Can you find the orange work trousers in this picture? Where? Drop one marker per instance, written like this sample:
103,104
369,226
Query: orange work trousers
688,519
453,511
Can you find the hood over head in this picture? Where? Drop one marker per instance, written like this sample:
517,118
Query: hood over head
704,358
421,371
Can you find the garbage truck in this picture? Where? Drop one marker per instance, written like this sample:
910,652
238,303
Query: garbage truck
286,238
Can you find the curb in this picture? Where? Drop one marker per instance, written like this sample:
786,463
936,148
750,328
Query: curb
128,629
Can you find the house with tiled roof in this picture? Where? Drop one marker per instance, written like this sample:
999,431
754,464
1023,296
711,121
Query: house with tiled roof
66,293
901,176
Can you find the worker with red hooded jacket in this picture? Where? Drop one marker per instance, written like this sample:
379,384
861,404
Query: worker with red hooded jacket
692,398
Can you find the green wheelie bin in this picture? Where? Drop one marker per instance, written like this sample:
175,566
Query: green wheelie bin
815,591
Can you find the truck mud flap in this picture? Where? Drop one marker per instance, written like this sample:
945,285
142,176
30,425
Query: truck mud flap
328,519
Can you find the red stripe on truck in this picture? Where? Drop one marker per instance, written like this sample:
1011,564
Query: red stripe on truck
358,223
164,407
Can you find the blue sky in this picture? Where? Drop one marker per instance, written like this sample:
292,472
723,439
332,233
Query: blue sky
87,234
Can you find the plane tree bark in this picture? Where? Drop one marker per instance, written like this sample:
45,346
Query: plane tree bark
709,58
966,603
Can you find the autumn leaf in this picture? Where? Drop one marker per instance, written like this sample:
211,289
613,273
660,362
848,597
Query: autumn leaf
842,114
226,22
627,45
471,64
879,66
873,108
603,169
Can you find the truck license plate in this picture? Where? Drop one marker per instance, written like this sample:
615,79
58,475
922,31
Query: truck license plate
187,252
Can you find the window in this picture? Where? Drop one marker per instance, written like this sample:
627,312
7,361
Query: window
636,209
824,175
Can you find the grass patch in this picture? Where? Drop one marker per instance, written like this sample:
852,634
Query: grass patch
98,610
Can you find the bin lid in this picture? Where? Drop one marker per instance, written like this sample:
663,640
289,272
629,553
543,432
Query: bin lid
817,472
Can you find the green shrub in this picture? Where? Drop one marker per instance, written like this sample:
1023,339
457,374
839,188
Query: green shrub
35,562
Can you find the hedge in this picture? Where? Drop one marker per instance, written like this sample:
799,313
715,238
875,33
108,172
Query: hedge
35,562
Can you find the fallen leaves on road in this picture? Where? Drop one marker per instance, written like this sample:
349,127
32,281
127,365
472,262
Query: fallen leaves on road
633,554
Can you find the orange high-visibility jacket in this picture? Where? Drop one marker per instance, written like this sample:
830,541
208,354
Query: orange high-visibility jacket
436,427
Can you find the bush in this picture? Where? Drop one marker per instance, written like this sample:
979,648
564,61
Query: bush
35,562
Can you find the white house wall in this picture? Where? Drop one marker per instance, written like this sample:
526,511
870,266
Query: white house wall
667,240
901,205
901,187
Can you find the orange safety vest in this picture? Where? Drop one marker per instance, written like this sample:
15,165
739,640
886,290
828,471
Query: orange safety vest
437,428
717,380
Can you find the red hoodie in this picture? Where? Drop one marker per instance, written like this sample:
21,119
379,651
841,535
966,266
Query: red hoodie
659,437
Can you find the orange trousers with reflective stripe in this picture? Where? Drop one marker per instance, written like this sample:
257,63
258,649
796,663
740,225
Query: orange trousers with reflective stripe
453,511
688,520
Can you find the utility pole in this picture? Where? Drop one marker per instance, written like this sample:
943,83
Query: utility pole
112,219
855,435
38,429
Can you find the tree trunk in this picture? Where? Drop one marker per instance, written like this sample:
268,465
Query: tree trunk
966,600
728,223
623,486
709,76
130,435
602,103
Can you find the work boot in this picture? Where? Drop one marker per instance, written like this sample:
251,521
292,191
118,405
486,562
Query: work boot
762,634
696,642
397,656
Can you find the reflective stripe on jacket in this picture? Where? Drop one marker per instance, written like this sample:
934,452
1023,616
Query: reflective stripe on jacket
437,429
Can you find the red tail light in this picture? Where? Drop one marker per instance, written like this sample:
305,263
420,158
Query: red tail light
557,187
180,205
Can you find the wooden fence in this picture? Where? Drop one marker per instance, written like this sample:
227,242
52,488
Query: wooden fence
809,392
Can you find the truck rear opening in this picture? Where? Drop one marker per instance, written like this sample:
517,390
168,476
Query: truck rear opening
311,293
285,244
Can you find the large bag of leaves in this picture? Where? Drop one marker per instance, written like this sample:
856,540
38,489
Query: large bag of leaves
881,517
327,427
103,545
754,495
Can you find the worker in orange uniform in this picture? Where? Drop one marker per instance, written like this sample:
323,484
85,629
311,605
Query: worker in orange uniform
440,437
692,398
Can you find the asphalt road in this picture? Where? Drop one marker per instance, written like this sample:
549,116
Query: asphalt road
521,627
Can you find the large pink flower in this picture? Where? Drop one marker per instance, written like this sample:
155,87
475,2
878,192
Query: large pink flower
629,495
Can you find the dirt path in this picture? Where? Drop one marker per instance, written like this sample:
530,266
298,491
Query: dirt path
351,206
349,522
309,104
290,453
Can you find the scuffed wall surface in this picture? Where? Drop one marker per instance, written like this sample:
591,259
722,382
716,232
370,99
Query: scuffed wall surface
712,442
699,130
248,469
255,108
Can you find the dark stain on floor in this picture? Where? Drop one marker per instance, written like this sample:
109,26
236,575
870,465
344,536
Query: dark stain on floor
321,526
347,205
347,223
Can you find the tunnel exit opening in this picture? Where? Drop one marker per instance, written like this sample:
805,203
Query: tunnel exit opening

****

TASK GOAL: Every line of the data that includes the word "exit" should be copied.

FINISHED TASK:
Can you find the tunnel exit opening in this picture? Where? Drop one marker per instance, written like this sample:
Query: tunnel exit opening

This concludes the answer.